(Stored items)
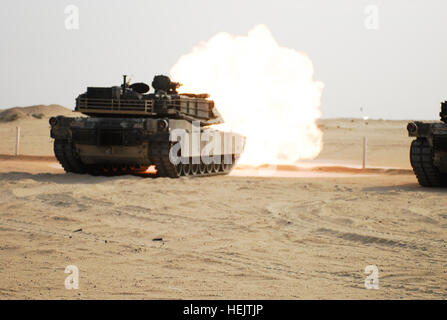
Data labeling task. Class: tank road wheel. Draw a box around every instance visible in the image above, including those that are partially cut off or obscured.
[183,163,191,176]
[175,163,183,177]
[205,163,213,174]
[189,159,200,176]
[410,138,447,187]
[220,156,234,173]
[199,160,206,174]
[213,162,220,173]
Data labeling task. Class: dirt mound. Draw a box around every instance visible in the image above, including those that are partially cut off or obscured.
[0,104,72,122]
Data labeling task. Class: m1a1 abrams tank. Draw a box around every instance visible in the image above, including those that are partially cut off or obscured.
[49,75,245,178]
[407,101,447,187]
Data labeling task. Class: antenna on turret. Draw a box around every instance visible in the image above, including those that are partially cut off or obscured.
[122,74,127,92]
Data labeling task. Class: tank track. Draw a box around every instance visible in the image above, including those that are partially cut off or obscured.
[410,138,447,187]
[54,139,236,178]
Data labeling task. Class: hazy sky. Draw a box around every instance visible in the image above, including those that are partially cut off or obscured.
[0,0,447,119]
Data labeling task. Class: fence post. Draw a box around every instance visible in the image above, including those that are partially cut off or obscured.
[362,137,368,169]
[15,127,20,157]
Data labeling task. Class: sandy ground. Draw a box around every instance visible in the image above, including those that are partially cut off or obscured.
[0,108,447,299]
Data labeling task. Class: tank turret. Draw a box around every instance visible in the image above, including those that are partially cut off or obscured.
[50,75,245,178]
[75,75,228,125]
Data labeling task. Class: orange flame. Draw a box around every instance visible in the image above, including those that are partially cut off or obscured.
[170,25,323,164]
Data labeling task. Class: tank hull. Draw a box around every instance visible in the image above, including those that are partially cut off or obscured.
[407,121,447,187]
[51,116,245,178]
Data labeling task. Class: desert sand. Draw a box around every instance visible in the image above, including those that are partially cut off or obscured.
[0,107,447,299]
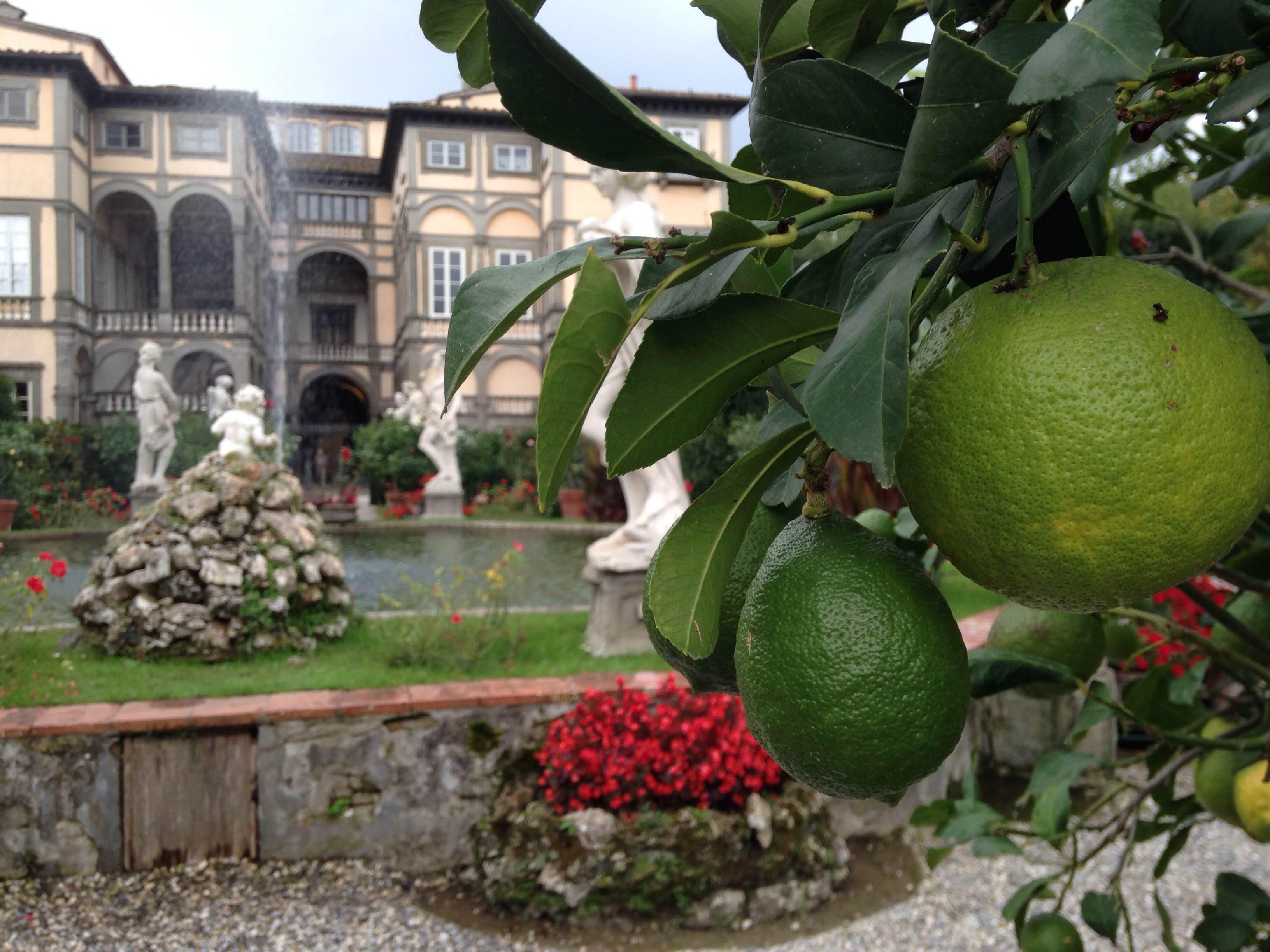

Aim of the exercise:
Repeat the items from the line containing "Data labeling task. Class: desert" through the end of the items, including both ends. Leave the pictures out of your answer.

Response:
Data labeling task. Class: desert sand. Draw a box around every instance visible in the image above, including those that are partially cut off or obscured.
[0,107,447,299]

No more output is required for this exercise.